Collected data entries
------------

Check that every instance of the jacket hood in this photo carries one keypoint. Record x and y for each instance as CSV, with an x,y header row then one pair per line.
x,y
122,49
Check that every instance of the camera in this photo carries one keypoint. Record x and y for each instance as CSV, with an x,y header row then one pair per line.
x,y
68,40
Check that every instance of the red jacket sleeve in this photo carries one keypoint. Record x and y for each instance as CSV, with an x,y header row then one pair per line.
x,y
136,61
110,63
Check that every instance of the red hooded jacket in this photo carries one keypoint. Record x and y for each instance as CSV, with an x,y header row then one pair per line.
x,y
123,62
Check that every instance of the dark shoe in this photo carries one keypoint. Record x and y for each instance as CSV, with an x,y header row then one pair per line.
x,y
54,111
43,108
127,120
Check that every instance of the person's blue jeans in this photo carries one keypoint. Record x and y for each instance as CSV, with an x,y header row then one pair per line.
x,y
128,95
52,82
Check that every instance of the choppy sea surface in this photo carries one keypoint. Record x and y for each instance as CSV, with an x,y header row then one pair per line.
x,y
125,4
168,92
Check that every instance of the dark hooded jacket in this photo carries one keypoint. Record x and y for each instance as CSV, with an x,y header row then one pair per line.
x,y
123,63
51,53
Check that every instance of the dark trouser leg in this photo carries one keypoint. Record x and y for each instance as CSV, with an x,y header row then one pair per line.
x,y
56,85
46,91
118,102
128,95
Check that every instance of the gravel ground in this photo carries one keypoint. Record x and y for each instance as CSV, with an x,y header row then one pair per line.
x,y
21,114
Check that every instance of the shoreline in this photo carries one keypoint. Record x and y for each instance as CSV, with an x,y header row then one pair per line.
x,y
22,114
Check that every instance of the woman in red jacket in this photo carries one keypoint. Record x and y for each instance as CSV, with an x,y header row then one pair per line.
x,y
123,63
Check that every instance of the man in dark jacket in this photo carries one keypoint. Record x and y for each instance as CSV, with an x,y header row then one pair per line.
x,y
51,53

------------

Everything from the line containing "Check that every instance of the shoreline" to the end of the records must be written out exactly; include both of those lines and no others.

*Solution to the problem:*
Check that every instance of the shoreline in this photo carries one keypoint. Record x and y for each instance as CSV, with an x,y header row then one pair per line.
x,y
22,114
Check that every instance of the woman in red jacket in this photo carries one keypoint. Record x and y for each instance as CSV, with an x,y header row then one pair per line.
x,y
123,63
Check that every instance of the man in dark jacket in this photo carries one keypoint. Record x and y for each instance as CSV, with an x,y header row then one pair per line.
x,y
51,53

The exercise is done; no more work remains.